### AUFGABEN
a: Welcher Adressbereich ist laut dem Forenauszug zur Netzwerkkonfiguration für einen solchen Fall vorgesehen, und mit welcher Subnetzmaske?
b: Zitieren Sie wörtlich alle Sätze mit Fragezeichen, die spsHeiniLangRüssel im Forenauszug zur Netzwerkkonfiguration schreibt.
c: Setzen Sie den Forenauszug zur Netzwerkkonfiguration im Anschluss an seinen letzten Satz fort.

Nein, eigentlich nicht. Für so einen Fall ist der Bereich 169.254.0.1-169.254.255.254 mit der Subnetzmaske 255.255.0.0 vorgesehen.


----------



## spsHeiniLangRüssel (16 Dezember 2021)

Danke für eure Unterstützung. So eine Community ist echt toll.

Passt das so?





Muss ich hier bei Standartgateway einfach den Eintrag rauslöschen?


----------



## oliver.tonn (16 Dezember 2021)

Ja, die Zahlen im Standardgateway einfach rauslöschen.
Und bitte auch den Eintrag bei DNS, erstens brauchst Du den nicht, zweitens ist das was da drin steht Blödsinn, da gehört eine IP rein und keine Subnetzmaske.


----------



## spsHeiniLangRüssel (16 Dezember 2021)

oliver.tonn schrieb:


> Ja, die Zahlen im Standardgateway einfach rauslöschen.
> Und bitte auch den Eintrag bei DNS, erstens brauchst Du den nicht, zweitens ist das was da drin steht Blödsinn, da gehört eine IP rein und keine Subnetzmaske.


Dann muss ich auch DNS automatisch beziehen einschalten oder?


----------



## spsHeiniLangRüssel (16 Dezember 2021)

Ich habe da noch eine recht blöde Frage. Warum wird das HMI von der JMobile-Software erkannt und nur nicht von der Codesys ?

Einträge aus einer Sammlung
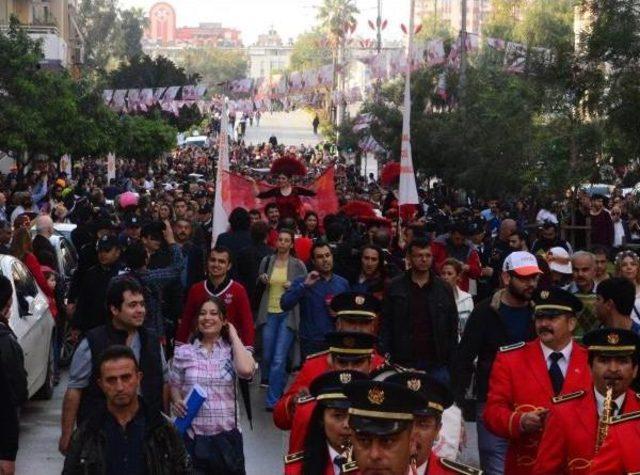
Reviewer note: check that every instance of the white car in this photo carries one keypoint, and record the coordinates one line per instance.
(31, 321)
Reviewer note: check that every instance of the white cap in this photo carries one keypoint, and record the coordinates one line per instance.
(521, 263)
(559, 260)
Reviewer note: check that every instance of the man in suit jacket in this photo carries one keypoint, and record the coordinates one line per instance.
(569, 441)
(42, 247)
(526, 376)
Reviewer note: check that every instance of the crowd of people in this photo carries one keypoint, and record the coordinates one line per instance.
(375, 330)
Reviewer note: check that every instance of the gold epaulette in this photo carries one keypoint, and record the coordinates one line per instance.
(350, 467)
(630, 416)
(305, 399)
(462, 468)
(320, 353)
(294, 457)
(515, 346)
(567, 397)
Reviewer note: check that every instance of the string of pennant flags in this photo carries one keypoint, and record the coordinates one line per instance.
(312, 87)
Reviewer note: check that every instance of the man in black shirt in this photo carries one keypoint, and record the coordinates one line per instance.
(13, 381)
(127, 436)
(420, 317)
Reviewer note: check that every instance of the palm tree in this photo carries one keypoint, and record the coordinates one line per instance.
(337, 18)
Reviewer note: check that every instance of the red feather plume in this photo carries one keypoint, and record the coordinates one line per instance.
(359, 209)
(288, 166)
(390, 174)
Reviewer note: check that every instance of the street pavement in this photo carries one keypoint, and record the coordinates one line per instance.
(264, 446)
(292, 128)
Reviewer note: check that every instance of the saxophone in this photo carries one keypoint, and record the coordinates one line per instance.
(605, 418)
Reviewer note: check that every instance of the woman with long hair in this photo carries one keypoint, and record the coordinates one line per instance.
(276, 273)
(627, 265)
(371, 277)
(327, 442)
(212, 361)
(451, 272)
(311, 225)
(22, 249)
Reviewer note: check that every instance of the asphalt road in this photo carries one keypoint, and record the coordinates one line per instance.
(293, 128)
(264, 445)
(40, 429)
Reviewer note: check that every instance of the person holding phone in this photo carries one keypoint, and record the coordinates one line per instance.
(525, 378)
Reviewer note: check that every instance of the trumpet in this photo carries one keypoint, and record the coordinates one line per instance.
(605, 418)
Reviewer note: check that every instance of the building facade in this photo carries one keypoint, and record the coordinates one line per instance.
(450, 13)
(269, 55)
(54, 23)
(163, 32)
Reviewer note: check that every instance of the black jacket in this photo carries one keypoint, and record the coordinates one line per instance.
(484, 333)
(397, 323)
(150, 363)
(45, 252)
(91, 310)
(13, 376)
(164, 450)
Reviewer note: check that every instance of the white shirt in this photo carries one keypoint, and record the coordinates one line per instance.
(600, 401)
(563, 363)
(332, 455)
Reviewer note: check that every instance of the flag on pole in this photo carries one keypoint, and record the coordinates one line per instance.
(111, 167)
(65, 164)
(408, 193)
(220, 216)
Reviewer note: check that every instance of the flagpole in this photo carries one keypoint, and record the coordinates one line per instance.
(220, 217)
(408, 192)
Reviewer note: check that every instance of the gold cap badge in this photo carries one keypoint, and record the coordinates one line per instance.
(376, 396)
(349, 342)
(613, 338)
(414, 384)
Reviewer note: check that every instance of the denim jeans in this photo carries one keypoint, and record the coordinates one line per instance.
(493, 449)
(277, 338)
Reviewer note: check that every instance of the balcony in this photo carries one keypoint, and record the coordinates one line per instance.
(54, 48)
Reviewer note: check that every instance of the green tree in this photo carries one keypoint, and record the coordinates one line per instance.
(215, 66)
(131, 25)
(45, 112)
(611, 70)
(308, 52)
(144, 72)
(144, 138)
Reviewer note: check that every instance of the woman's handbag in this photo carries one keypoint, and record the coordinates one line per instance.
(223, 453)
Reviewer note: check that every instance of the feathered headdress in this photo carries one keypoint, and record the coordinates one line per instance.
(390, 174)
(289, 166)
(359, 209)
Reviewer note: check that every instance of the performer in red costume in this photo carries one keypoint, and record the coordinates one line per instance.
(326, 445)
(287, 196)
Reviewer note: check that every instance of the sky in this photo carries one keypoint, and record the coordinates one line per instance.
(288, 17)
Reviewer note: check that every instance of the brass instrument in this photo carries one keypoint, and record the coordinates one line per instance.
(605, 418)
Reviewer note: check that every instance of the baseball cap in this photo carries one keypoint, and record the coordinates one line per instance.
(559, 260)
(521, 263)
(106, 243)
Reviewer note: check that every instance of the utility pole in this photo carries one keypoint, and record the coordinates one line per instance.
(463, 46)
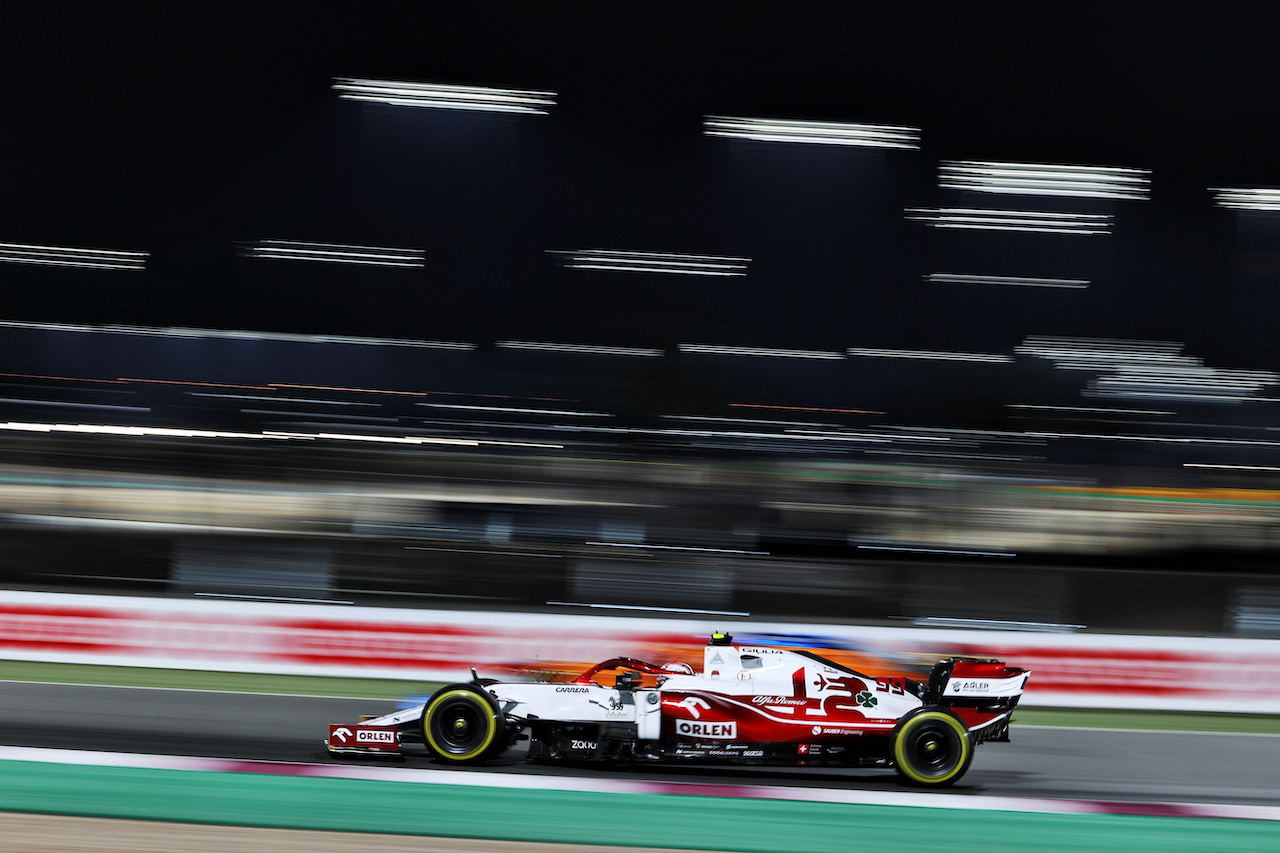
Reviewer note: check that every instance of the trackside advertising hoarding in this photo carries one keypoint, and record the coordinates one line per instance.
(1069, 670)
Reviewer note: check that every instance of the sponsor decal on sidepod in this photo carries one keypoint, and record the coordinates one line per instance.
(716, 730)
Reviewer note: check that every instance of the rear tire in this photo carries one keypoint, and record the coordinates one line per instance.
(932, 748)
(461, 725)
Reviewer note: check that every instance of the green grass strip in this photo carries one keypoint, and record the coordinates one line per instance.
(636, 820)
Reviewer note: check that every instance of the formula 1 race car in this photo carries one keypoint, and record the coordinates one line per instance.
(750, 705)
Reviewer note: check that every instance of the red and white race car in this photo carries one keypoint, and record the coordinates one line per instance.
(750, 705)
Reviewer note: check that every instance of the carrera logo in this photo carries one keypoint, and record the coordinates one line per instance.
(375, 735)
(717, 730)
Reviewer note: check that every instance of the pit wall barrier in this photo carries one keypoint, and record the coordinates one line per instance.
(1069, 670)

### ERWARTETE AUSGABEN
a: Der Bereich 169.254.0.1-169.254.255.254 mit der Subnetzmaske 255.255.0.0.

b:
Passt das so?
Muss ich hier bei Standartgateway einfach den Eintrag rauslöschen?
Dann muss ich auch DNS automatisch beziehen einschalten oder?
Warum wird das HMI von der JMobile-Software erkannt und nur nicht von der Codesys ?

c:
----------



## oliver.tonn (16 Dezember 2021)

spsHeiniLangRüssel schrieb:


> Dann muss ich auch DNS automatisch beziehen einschalten oder?


Wenn Du das hinbekommst ohne "IP-Adresse automatisch beziehen" vorher zu aktivieren gebe ich Dir einen aus.
Aber im Ernst, DNS ist ein Server/-dienst, der Anfragen beantwortet, welche URL (z.B. www.google.de) welche IP-Adresse hat. Das gibt es bei Deiner Konstellation nicht, daher kann das Feld leer bleiben.


----------



## oliver.tonn (16 Dezember 2021)

spsHeiniLangRüssel schrieb:


> Ich habe da noch eine recht blöde Frage. Warum wird das HMI von der JMobile-Software erkannt und nur nicht von der Codesys ?


Läuft auf dem Panel denn eine Codesys Runtime, nur dann kann Codesys es auch finden.


----------



## Gerhard Bäurle (16 Dezember 2021)

spsHeiniLangRüssel schrieb:


> Ich bin mit dem HMI nur über ein Cat6 Kabel verbunden.
> Ein richtiges Netzwerk gibts noch nicht.


Für solche Geschichten habe ich eine kleine Fritzbox herumliegen.

Man kann da auch mal mit/ohne DHCP testen usw.

Trotz meiner bescheidenen Netzwerkkenntnisse klappt damit im Prinzip alles.


----------



## spsHeiniLangRüssel (16 Dezember 2021)

oliver.tonn schrieb:


> Läuft auf dem Panel denn eine Codesys Runtime, nur dann kann Codesys es auch finden.


Das kann ich leider selbst nicht sagen. Das Panel ist neu und hat keine bootbaren Dateien drauf. 
Beim Hochfahren des Panels zeigt es einen JMobile Schriftzug.
Wie kann ich die Codesys Runtime dem Panel aufspielen, wenn ich es nicht verbinden kann?


----------



## oliver.tonn (16 Dezember 2021)

So, ich habe gerade mal etwas zu dem Panel herausgesucht. Das scheint der selbe Hersteller von Panels zu sein, den wir früher bei der ABB zur Darstellung der Visu genutzt haben.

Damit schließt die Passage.